# Passage shown
^^^^^^^^

During my final year of classes, we had a semi-artistic assignment that forced us to explore an analog form of media to give us an appreciation for “slow” media.

As a photographer, this seemed like the perfect opportunity to experiment with taking Instax photos (even though everyone calls them Polaroids, which is the brand, not the object).

I became consumed with figuring out how to take the perfect photo on my analog little device.

I watched multiple YouTube videos, and tried applying what I understood from my DSLR to the sensor on my Instax camera.

Unfortunately, this didn’t work out so well.

While I managed to capture some gorgeous photos of the fall leaves and the fresh snow on the steps of my college, there were major flops .

In thinking that I knew the camera, I underexposed some of the photos taken at night. All I got were blurry little lights peeking back at me from 90 cent film.

At other point, I overexposed some of the photos taken in direct sunlight, causing the light to swallow up the details of my photo, leaving me with images emitting a halo-like glow.

Dismayed, I met up with my professor a few weeks into the project, and asked him what I should do about these images. Should I keep them in a separate album? Throw them away? (I wasn’t too serious about that- I was at least $100 worth on film deep into this project now).

He smiled, and shook is head at me as we walked down the corridor.

“Why are you obsessed with making it perfect?” he asked, shrugging his shoulders. “Why are you judging the project before it’s even finished?”

I wasn’t sure how to respond. I wasn’t sure whether I felt offended, or called out, or a combination of both.

I explained that when shooting events, I was constantly checking my settings on my Canon to make sure that everything was captured just so.

“There’s a beauty to the imperfection. Stop worrying about it so much,” he reassured me. “Mistakes can be beautiful.”

When I was putting my album together for the project, I kept thinking back to his words, especially when looking at the darker or overexposed photos.

They were all precious moments in time that I wrapped up in a pleather-bound three-ring photo album.

Whether or not the photo turned out wasn’t as important to me as I flipped through the pages and relived what ended up being my final full semester at school.

Sure, I was still annoyed when the photographs weren’t perfect, but I tried to savour the moment I took the photo instead of obsessing about every last framing detail being perfect.

And perhaps there’s something beautiful in that.

^^^^^^^^

# Information given

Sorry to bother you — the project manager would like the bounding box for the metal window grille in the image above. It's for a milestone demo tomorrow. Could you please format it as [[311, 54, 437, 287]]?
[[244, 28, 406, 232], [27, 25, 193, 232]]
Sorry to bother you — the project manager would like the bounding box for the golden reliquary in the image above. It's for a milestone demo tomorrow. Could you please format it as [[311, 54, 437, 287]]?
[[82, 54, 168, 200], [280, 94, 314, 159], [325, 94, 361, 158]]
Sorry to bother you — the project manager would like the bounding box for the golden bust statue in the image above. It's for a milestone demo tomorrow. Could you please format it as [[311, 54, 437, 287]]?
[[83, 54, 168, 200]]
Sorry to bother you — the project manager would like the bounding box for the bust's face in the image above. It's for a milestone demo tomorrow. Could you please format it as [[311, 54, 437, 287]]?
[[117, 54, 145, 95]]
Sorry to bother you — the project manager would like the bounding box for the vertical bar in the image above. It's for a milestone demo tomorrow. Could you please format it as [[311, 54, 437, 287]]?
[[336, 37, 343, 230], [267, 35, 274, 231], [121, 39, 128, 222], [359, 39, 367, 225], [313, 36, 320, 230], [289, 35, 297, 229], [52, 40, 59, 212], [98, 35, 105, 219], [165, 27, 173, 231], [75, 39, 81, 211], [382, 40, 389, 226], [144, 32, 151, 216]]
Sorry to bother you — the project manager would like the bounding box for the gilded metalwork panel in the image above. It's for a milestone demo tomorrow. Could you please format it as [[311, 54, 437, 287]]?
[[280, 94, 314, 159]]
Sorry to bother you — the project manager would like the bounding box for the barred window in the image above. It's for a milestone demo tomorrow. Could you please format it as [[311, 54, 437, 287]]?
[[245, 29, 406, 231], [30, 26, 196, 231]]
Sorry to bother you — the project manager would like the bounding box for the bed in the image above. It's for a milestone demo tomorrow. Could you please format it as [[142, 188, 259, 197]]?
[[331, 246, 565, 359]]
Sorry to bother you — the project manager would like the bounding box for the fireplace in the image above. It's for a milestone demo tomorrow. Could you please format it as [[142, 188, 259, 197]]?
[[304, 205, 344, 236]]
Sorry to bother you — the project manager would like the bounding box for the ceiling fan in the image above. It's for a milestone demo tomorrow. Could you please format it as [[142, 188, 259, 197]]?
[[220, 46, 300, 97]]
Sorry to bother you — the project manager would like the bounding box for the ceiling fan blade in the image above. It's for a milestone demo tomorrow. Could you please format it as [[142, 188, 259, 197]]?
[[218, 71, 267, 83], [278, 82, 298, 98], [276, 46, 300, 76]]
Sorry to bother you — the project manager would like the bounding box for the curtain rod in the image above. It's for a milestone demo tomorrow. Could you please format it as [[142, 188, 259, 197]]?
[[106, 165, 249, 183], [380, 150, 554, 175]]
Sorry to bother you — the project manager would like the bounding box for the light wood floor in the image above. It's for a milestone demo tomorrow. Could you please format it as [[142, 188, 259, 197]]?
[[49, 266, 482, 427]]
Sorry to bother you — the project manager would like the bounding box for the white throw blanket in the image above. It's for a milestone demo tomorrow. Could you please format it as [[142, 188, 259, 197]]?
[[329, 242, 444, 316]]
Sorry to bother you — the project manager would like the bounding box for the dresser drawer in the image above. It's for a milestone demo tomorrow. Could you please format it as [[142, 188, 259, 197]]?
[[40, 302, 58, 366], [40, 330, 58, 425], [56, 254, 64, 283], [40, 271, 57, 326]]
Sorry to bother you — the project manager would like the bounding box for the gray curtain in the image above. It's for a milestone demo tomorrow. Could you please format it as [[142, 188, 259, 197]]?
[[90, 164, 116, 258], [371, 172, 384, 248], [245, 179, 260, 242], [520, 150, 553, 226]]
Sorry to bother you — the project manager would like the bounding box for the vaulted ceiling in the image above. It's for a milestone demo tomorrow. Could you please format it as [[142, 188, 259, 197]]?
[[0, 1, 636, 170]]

^^^^^^^^

# The request
Answer these from the piece on Instax photos:
1. What cost per film does the writer give for the night shots that came out as blurry lights?
2. Which camera brand does the writer check settings on when shooting events?
3. What did the writer put the finished photos in?

# Answer for this exercise
1. 90 cents
2. Canon
3. A pleather-bound three-ring photo album